PROBLEM — From the listing below, copy every line with the word "white".

DATA PROVIDED —
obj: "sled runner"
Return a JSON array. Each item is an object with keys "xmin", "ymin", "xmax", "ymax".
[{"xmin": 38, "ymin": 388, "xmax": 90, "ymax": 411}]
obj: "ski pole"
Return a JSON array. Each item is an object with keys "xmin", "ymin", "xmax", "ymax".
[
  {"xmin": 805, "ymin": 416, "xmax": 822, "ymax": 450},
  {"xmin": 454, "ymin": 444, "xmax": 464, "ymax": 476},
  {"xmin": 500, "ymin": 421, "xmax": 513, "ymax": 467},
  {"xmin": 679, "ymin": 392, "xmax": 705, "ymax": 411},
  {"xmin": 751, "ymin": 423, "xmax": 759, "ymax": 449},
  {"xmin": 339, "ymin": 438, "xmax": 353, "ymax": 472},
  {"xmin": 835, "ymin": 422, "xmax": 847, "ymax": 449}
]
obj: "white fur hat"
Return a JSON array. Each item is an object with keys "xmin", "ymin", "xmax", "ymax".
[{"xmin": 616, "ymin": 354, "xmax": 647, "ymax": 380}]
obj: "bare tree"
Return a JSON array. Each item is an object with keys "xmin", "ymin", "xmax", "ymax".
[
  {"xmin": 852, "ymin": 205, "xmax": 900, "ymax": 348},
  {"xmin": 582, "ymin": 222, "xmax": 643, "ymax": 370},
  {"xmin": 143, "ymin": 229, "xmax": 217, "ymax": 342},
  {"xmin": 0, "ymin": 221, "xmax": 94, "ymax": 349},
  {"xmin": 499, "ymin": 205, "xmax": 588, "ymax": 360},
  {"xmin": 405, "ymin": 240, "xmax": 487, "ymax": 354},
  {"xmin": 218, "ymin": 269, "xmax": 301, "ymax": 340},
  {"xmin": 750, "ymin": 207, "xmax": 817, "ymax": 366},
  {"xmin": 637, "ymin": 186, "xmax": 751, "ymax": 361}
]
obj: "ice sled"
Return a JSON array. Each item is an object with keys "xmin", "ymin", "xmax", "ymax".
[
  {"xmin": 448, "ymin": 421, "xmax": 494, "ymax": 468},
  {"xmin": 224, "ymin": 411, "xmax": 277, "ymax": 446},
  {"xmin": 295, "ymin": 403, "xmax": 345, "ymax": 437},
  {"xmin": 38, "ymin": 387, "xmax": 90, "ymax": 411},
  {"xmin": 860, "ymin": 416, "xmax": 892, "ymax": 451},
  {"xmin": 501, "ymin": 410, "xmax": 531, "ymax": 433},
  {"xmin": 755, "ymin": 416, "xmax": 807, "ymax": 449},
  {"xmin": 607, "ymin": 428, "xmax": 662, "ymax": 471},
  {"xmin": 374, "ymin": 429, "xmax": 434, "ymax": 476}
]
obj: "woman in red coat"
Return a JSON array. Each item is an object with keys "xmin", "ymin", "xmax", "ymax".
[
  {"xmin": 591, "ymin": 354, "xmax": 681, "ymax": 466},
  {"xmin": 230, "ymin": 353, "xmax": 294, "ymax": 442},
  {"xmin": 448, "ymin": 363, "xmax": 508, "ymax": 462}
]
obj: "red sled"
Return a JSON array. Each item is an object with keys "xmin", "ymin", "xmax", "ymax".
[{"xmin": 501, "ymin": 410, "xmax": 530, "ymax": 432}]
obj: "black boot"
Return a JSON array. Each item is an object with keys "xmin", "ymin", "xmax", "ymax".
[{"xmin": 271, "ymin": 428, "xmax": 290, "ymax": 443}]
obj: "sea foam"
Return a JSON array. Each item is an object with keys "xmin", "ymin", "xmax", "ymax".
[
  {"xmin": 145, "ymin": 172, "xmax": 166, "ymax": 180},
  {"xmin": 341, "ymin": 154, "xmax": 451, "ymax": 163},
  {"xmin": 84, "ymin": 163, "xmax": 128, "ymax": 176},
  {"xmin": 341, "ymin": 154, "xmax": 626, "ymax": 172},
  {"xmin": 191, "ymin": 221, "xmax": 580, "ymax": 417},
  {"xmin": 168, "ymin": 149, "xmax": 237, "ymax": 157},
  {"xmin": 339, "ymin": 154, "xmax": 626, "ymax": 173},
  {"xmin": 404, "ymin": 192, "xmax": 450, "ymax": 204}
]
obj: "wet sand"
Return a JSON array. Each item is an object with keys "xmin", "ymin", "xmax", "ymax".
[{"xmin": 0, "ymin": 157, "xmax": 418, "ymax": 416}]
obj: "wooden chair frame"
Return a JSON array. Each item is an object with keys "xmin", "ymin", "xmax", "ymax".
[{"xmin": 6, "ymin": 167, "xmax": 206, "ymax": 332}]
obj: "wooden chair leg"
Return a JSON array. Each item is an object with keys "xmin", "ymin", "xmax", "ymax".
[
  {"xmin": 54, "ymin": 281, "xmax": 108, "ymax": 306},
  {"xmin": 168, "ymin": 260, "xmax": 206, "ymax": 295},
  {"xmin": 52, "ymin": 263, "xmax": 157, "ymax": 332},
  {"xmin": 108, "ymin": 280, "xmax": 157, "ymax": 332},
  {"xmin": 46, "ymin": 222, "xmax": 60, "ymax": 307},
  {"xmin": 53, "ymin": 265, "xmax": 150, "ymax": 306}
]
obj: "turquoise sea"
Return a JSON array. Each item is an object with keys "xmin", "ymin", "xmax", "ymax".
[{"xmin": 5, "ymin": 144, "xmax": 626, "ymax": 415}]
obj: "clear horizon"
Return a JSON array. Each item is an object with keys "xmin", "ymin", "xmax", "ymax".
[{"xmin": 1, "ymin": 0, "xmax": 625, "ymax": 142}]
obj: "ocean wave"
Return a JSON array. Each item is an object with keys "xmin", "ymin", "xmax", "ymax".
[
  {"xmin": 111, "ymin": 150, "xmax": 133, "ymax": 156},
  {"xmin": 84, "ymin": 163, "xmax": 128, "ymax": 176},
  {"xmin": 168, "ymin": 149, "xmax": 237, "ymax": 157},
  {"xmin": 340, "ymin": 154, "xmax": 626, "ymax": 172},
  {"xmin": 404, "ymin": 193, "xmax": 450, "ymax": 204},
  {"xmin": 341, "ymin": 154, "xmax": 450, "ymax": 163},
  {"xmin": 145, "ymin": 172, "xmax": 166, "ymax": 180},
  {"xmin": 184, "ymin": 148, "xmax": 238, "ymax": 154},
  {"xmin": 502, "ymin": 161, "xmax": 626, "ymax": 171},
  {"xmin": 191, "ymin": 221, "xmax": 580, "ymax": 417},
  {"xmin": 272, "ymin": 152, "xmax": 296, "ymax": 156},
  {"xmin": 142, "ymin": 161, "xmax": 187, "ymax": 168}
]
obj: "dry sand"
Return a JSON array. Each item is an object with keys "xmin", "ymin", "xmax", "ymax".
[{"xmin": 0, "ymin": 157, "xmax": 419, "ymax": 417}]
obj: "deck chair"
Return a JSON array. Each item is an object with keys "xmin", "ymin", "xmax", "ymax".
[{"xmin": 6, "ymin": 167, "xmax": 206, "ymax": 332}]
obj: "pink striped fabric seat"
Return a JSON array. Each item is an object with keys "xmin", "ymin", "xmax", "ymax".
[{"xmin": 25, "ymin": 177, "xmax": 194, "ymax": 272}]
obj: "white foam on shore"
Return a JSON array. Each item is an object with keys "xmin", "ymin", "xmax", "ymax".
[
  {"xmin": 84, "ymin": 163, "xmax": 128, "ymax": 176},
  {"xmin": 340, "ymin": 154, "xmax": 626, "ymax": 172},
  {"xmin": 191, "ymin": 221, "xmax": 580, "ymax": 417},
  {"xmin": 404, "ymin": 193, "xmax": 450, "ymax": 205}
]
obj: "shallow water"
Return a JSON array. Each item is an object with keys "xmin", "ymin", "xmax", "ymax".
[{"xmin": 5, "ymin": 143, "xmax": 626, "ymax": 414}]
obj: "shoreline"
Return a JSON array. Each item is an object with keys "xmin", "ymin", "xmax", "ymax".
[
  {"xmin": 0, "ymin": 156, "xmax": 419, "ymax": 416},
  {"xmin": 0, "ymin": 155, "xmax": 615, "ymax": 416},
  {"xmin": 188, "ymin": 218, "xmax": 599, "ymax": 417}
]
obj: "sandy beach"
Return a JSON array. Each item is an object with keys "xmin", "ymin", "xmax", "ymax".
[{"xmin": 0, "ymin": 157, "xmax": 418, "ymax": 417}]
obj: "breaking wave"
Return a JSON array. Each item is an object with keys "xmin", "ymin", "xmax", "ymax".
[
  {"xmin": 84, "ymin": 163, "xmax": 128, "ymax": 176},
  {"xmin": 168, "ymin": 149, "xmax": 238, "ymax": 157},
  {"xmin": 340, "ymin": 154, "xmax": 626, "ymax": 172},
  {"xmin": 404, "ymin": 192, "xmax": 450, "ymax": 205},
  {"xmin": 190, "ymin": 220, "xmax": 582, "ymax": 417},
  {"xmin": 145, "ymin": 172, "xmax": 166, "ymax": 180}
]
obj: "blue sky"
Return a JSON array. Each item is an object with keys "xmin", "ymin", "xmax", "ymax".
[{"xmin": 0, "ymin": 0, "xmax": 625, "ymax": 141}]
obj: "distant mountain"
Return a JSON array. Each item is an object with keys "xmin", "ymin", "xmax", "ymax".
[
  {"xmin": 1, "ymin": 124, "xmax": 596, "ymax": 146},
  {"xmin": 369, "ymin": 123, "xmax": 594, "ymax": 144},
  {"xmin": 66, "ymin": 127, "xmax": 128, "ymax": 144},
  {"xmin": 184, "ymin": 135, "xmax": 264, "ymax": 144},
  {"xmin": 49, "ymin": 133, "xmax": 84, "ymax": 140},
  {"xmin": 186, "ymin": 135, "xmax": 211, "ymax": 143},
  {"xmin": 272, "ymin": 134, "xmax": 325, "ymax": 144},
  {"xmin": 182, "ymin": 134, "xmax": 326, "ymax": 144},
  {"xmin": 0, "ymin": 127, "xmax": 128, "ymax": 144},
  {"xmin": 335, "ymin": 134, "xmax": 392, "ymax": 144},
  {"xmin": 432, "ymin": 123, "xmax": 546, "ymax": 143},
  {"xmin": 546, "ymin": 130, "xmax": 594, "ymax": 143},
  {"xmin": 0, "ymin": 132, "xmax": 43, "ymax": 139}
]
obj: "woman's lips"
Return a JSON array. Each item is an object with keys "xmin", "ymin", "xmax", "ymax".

PROBLEM SOLUTION —
obj: "white fur hat"
obj: "white foam on shore"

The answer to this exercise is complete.